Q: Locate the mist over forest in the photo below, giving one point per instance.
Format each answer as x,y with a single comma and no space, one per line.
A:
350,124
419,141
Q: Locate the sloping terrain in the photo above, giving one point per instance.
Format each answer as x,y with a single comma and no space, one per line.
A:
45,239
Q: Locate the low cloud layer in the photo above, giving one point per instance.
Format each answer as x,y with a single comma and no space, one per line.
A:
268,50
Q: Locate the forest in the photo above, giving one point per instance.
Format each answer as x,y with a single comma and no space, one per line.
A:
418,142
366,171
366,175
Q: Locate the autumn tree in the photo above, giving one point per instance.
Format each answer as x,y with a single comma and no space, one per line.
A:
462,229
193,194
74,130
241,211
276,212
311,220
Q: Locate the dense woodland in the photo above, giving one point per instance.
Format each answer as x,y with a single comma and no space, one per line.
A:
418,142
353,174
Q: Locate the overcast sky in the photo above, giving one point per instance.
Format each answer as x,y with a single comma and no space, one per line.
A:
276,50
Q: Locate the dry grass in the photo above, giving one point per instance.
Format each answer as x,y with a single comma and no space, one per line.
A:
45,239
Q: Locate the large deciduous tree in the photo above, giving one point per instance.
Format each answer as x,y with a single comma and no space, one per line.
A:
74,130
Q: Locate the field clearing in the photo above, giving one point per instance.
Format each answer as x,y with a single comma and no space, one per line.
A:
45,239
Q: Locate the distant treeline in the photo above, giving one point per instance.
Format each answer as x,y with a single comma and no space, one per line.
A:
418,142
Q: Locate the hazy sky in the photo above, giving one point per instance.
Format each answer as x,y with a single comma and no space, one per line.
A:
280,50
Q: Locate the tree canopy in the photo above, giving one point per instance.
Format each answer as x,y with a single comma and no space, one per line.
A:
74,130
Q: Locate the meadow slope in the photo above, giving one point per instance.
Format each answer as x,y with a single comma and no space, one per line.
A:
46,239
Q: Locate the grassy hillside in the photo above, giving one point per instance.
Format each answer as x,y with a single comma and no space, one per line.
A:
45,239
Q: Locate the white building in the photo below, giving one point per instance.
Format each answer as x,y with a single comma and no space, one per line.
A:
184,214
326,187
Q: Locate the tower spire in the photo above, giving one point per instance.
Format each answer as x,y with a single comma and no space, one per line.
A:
■ ■ ■ ■ ■
◆ Your instructions:
Each entry is to be given again, exactly as it stands.

◆ Result below:
Q: Locate the mist over forest in the photo below, giving one point per instance.
Format each answer as x,y with a single comma and no space, one per line.
A:
350,124
419,141
Q: Locate the sloping terrain in the photo above, giving one point per instance.
Format each answer as x,y with a single comma and no space, one per line.
A:
45,239
Q: Locate the low cloud layer in the photo above, giving one point per instance.
Format each answer as x,y with a single comma and no space, one per line.
A:
268,50
Q: Locate the forest in the photo above, giving one point per instance.
Format each answer as x,y with a single comma and no space, one per line.
A:
418,142
366,171
366,175
Q: Locate the autumn tree in the photo above, giving one point per instance.
Format each answer as x,y with a single comma and no space, one per line.
A:
462,229
193,194
74,130
241,211
276,212
311,220
Q: Locate the dense woodland in the photo above, giving one point per instance.
Format each answer as x,y with a single comma and no space, one per line.
A:
418,142
353,174
Q: Locate the overcast sky in the photo above, giving one point per instance.
Format each answer as x,y with a single comma and no space, one per line.
A:
276,50
Q: Locate the dry grass in the photo above, giving one point per instance.
Format each answer as x,y with a single comma and no space, one per line.
A:
45,239
Q: Locate the large deciduous tree in the photo above, giving one point per instance.
Format each answer as x,y with a single comma and no space, one per line.
A:
74,130
Q: Locate the field clearing in the photo above, giving one point per instance.
Format each answer as x,y with a single comma and no space, one per line.
A:
45,239
Q: Locate the distant treeline in the photo above, giving one point per instance.
Format each answer as x,y with a single comma and no space, one per line.
A:
418,142
Q: Locate the hazy sky in the photo above, giving one point per instance.
Format each answer as x,y with a single comma and no space, one per line.
A:
280,50
Q: Locate the tree canopy in the photo above, giving one point per instance.
Format each answer as x,y with a single comma and no space, one per line.
A:
74,130
Q: Locate the meadow slope in the photo above, giving one point per instance.
Format each answer as x,y with a single comma and no space, one per line.
A:
46,239
Q: Locate the grassy hillside in the photo above, giving one point per instance.
Format each answer as x,y with a single comma and no space, one per line.
A:
45,239
Q: Locate the white building in the photo below, giving one point per instance.
Format each answer as x,y with a single comma and no space, one per line.
A:
184,214
326,187
Q: Locate the tower spire in the photo above, giving one point per instance.
Format each answer as x,y with a single comma and no space, one per line.
A:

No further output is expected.